# start of ENTRIES SUPPLIED

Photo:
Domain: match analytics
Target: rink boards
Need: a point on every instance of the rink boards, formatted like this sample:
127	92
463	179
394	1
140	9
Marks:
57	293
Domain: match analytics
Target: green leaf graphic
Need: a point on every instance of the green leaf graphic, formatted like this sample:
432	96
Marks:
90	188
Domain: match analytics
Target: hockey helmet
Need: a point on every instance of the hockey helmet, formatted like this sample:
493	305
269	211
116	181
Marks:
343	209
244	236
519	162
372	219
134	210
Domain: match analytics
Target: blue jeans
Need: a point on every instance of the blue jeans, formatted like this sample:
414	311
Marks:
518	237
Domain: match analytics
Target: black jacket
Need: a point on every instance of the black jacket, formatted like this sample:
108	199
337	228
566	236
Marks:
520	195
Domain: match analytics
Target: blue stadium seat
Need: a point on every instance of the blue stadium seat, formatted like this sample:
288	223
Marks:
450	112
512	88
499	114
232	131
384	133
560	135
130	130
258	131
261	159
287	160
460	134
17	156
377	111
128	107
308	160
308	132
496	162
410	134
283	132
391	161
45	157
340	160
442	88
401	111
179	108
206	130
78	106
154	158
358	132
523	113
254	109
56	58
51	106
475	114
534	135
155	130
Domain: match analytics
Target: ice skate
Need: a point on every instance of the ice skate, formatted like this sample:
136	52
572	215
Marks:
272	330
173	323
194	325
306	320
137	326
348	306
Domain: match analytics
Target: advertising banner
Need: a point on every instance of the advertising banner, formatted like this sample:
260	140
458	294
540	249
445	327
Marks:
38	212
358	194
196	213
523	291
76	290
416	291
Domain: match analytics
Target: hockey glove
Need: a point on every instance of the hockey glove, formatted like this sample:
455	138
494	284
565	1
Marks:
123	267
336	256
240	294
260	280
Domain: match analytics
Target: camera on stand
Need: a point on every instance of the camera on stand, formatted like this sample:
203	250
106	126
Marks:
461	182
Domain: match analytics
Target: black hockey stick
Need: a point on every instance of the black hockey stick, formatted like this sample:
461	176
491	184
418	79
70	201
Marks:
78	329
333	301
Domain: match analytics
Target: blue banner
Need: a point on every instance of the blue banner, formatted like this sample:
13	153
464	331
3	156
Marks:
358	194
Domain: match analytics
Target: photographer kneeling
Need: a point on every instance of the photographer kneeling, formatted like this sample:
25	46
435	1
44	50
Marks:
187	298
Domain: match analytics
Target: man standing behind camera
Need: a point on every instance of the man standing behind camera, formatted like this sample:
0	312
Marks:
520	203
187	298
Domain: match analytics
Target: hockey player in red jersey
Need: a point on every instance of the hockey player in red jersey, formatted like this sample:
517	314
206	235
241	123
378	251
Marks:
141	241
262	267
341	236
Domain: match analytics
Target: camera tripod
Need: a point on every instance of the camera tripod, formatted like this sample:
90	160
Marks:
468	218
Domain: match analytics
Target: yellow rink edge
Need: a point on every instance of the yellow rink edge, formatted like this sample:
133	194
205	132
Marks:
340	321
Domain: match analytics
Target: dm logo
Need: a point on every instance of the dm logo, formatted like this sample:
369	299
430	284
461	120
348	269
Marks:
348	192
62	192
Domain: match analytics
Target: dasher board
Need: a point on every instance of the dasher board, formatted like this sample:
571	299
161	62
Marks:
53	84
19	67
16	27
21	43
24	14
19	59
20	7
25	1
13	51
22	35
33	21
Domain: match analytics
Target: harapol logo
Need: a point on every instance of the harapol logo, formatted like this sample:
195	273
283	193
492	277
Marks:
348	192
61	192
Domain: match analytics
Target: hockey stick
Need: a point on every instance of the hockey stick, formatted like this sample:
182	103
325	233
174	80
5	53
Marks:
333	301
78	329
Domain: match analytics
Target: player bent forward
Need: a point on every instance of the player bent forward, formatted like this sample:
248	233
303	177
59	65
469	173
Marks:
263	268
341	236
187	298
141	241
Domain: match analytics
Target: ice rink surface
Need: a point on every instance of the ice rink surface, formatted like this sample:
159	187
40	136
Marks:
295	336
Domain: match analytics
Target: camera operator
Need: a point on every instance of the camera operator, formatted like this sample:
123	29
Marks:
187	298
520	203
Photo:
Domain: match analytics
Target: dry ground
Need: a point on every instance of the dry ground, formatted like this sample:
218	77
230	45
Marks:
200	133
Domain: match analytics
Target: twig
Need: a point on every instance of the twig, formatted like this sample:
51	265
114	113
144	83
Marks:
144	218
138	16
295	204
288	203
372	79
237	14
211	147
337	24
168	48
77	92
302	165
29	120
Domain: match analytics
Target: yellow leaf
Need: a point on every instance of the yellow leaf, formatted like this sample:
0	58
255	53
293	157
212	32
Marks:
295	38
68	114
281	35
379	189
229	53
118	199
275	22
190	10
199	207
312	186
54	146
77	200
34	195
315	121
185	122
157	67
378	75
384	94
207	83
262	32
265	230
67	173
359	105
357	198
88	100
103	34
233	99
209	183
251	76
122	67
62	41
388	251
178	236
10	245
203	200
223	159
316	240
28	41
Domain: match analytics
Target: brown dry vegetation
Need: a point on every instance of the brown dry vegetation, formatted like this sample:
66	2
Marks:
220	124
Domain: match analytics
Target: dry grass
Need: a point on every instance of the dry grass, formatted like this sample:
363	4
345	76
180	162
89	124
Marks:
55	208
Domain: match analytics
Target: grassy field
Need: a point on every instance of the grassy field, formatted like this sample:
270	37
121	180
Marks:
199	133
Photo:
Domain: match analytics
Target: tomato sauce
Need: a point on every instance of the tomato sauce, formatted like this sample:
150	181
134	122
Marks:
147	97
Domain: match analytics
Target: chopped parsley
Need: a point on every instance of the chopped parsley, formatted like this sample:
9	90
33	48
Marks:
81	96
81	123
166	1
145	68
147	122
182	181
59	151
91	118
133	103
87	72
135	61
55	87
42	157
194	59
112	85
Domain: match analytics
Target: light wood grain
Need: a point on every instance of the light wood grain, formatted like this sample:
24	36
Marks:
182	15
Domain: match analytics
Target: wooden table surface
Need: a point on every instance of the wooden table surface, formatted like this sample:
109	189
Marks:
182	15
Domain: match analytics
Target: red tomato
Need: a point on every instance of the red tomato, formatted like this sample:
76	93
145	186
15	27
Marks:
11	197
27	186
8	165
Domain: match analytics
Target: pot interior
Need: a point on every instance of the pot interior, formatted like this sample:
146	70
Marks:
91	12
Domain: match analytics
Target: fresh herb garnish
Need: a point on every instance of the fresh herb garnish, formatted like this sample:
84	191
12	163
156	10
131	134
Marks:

# end of ENTRIES SUPPLIED

## THE PROBLEM
Exactly reproduce all of the entries above.

## REPLY
Photo:
Domain: match analytics
Target: rink boards
Need: a point on every instance of the rink boards, formatted like this sample:
127	92
463	179
394	1
140	9
Marks:
57	293
Domain: match analytics
Target: green leaf graphic
Need: a point on every instance of the green leaf graphic, formatted like this sample:
432	96
Marks:
90	188
Domain: match analytics
Target: hockey helmet
Need: a point on every instance of the hockey helmet, formatted like this sample:
493	305
269	211
116	181
Marks:
343	209
244	236
519	162
372	219
134	210
Domain: match analytics
Target: blue jeans
Need: a point on every instance of the blue jeans, formatted like this sample:
414	311
Marks:
518	237
Domain: match analytics
Target: black jacket
Need: a point on every instance of the black jacket, formatted like this sample:
108	199
337	228
566	236
Marks:
520	195
Domain: match analytics
Target: blue stadium seat
Need: a point on every instance of the blue stadium seat, formatted like this sample:
288	223
Marks:
450	112
512	88
499	114
232	131
384	133
560	135
130	130
258	131
261	159
287	160
460	134
17	156
377	111
128	107
308	160
308	132
496	162
410	134
283	132
391	161
45	157
340	160
442	88
401	111
179	108
206	130
78	106
154	158
358	132
523	113
254	109
56	58
51	106
475	114
534	135
155	130
Domain: match analytics
Target: ice skate
Need: a point on every instance of the ice skate, formatted like this sample:
136	52
572	215
Marks:
272	330
173	323
194	325
306	320
137	326
348	306
Domain: match analytics
Target: advertising banner
Need: a point on every instance of the advertising banner, formatted like this sample:
260	140
458	294
540	249
445	327
Marks:
38	212
358	194
196	213
523	291
76	290
416	291
Domain: match analytics
Target: hockey glove
Need: a point on every instance of the hockey glove, formatted like this sample:
455	138
494	284
565	1
Marks:
123	267
336	256
240	294
260	280
Domain: match analytics
Target: camera on stand
Need: a point on every instance of the camera on stand, formatted like this sample:
203	250
106	126
Marks:
461	182
Domain: match analytics
Target: black hockey stick
Need: a point on every instance of the black hockey stick, formatted like this sample:
461	176
491	184
418	79
70	201
Marks:
78	329
333	301
Domain: match analytics
Target: blue banner
Need: a point on every instance of the blue banner, formatted like this sample:
13	153
464	331
3	156
Marks:
358	194
Domain: match analytics
Target: photographer kneeling
Need: a point on every instance of the photographer kneeling, formatted like this sample:
25	46
435	1
44	50
Marks:
187	298
Domain: match analytics
Target: man standing behind camera
Need: a point on every instance of the man standing behind camera, formatted like this sample:
0	312
Marks:
520	203
187	298
Domain: match analytics
Target: hockey player in red jersey
Need: a point on every instance of the hockey player in red jersey, formatted like this sample:
517	314
206	235
241	123
378	251
Marks:
141	241
262	267
341	236
Domain: match analytics
Target: camera tripod
Need: a point on every instance of the camera tripod, formatted like this sample:
90	160
Marks:
468	218
Domain: match analytics
Target: yellow rink edge
Need: a point on every instance of the yellow rink edge, formatted like this sample:
133	194
205	132
Marks:
340	321
Domain: match analytics
Target: dm logo
Need: a point on every instance of the dm logo, formatted like this sample:
369	299
430	284
461	120
348	269
Marks:
348	192
62	192
Domain: match analytics
Target: dasher board
Need: a point on every instance of the dasher board, formatted like this sample:
571	299
161	62
Marks:
53	84
19	67
16	27
21	43
24	14
19	59
20	7
25	1
13	51
22	35
33	21
Domain: match analytics
Target: harapol logo
Need: a point on every instance of the harapol logo, formatted like this sample:
195	273
283	193
492	277
Marks:
348	192
61	192
Domain: match analytics
Target: hockey stick
Need: a point on every instance of the hockey stick, formatted like this sample:
182	103
325	233
174	80
5	53
Marks:
333	301
78	329
Domain: match analytics
Target: player bent forward
Need: a point on every instance of the player bent forward, formatted like this sample:
248	233
303	177
59	65
469	173
Marks:
263	268
341	236
187	298
141	241
Domain: match analytics
Target: ice rink surface
Need: a point on every instance of the ice rink surface, formatted like this sample:
159	187
40	136
Marks:
295	336
Domain: match analytics
Target: camera operator
Need: a point on every instance of the camera operator, formatted like this sample:
123	29
Marks:
187	298
520	203
Photo:
Domain: match analytics
Target: dry ground
Need: a point on every instance of the dry ground, formatted like this sample:
218	77
230	45
Marks:
200	133
Domain: match analytics
Target: twig
Need: a point on every instance of the twig, formatted like this sample:
51	265
114	113
144	83
Marks:
144	218
138	16
295	204
288	203
372	79
237	14
211	147
337	24
168	48
77	92
302	165
29	120
Domain: match analytics
Target: yellow leaf
Need: a point on every instance of the yellow leaf, formatted like this sample:
0	58
255	53
293	157
212	32
Marks:
295	38
68	114
281	35
379	189
229	53
118	199
275	22
190	10
199	207
312	186
54	146
77	200
34	195
315	121
185	122
157	67
378	75
384	94
207	83
262	32
265	230
67	173
359	105
357	198
88	100
103	34
233	99
209	183
251	76
122	67
62	41
388	251
178	236
10	245
203	200
223	159
316	240
28	41
Domain: match analytics
Target: brown dry vegetation
Need: a point on every instance of the brown dry vegetation, formatted like this sample:
66	2
Marks:
220	124
Domain: match analytics
Target: dry grass
Need: a point on every instance of the dry grass, formatted like this sample:
363	4
345	76
180	162
89	124
Marks:
55	208
Domain: match analytics
Target: grassy field
Need: a point on every instance of the grassy field, formatted like this sample:
270	37
121	180
Marks:
199	133
Photo:
Domain: match analytics
Target: tomato sauce
Need: a point on every instance of the tomato sauce, formatted like this sample:
150	181
134	122
Marks:
147	97
Domain: match analytics
Target: chopped parsley
Need: a point on every instance of the chopped parsley, formatted like this sample:
9	90
33	48
Marks:
81	96
81	123
166	1
145	68
147	122
182	181
59	151
91	118
133	103
87	72
135	61
55	87
42	157
194	59
112	85
Domain: match analytics
Target: light wood grain
Need: a point on every instance of the light wood grain, formatted like this sample:
24	36
Marks:
182	15
Domain: match analytics
Target: wooden table surface
Need: a point on every instance of the wooden table surface, formatted like this sample:
109	189
Marks:
182	15
Domain: match analytics
Target: red tomato
Need: a point on every instance of the red tomato, formatted like this sample:
76	93
145	186
15	27
Marks:
11	197
27	186
8	165
Domain: match analytics
Target: pot interior
Need: a point on every instance of the pot interior, formatted like this sample:
146	70
Marks:
91	12
Domain: match analytics
Target: fresh herb garnish
Need: a point on every instance of the fresh herb garnish, formatted like this sample:
84	191
12	163
156	10
131	134
Marks:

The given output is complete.